(What the task requires): What lines of the data below hold the string "child"? Copy each one out.

== Segment start ==

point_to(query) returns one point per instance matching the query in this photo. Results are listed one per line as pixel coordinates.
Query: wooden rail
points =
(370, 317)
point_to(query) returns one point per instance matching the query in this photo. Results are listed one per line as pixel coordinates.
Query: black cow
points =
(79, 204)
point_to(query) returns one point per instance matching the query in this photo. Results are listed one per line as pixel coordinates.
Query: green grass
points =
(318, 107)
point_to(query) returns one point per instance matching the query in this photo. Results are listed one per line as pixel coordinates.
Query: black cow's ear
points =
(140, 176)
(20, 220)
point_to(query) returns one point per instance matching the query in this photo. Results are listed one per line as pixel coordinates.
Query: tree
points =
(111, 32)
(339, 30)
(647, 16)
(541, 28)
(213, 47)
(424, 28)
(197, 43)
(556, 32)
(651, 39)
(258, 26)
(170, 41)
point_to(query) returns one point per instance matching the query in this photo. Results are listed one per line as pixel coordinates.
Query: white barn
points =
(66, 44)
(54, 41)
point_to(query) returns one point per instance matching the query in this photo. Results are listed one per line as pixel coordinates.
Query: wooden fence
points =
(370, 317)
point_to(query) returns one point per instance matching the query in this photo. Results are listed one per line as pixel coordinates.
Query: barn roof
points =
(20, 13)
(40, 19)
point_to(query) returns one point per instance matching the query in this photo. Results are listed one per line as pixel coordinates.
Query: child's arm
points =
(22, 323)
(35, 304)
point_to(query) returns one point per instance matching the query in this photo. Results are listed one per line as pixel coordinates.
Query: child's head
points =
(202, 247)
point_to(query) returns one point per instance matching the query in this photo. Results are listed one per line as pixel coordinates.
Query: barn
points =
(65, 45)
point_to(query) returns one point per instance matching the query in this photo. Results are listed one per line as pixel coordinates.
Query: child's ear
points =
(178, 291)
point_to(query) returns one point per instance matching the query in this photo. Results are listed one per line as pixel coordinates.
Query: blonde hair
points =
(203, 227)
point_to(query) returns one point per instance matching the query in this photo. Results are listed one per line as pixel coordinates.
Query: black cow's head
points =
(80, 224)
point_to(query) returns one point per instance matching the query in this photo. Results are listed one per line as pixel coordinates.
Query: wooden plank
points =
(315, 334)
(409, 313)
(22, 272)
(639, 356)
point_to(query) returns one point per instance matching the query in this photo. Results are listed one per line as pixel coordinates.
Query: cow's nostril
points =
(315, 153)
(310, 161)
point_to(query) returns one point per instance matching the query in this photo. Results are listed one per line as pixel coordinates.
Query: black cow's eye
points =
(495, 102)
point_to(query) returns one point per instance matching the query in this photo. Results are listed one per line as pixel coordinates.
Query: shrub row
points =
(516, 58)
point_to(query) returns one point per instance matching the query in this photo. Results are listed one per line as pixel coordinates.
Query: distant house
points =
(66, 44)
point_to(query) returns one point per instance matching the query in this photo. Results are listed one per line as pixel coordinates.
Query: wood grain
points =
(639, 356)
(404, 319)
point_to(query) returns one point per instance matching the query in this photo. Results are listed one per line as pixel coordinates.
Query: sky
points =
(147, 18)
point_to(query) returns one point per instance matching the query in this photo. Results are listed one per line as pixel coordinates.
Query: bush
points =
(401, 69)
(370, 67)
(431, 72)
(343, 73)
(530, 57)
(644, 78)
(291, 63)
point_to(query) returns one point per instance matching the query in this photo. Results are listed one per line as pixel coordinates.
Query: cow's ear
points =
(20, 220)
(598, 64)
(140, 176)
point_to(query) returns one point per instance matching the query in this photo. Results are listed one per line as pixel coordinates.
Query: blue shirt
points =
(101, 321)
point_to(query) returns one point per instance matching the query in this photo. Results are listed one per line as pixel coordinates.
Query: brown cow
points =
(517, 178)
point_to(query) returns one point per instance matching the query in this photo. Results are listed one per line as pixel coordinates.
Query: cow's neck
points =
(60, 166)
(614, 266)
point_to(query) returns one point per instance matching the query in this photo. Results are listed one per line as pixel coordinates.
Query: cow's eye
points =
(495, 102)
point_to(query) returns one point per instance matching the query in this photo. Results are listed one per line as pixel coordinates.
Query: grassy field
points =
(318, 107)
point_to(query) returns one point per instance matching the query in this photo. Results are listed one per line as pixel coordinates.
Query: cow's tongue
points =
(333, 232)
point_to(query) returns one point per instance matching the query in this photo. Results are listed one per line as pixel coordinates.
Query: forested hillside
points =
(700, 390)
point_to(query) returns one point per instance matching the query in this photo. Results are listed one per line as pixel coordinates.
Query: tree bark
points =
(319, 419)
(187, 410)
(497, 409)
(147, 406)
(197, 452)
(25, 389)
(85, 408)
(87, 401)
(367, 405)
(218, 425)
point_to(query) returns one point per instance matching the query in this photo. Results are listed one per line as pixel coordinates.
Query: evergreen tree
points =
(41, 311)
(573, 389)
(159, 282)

== Segment end ==

(Solution to this task):
Query: child's arm
Query: child's head
Query: child's ear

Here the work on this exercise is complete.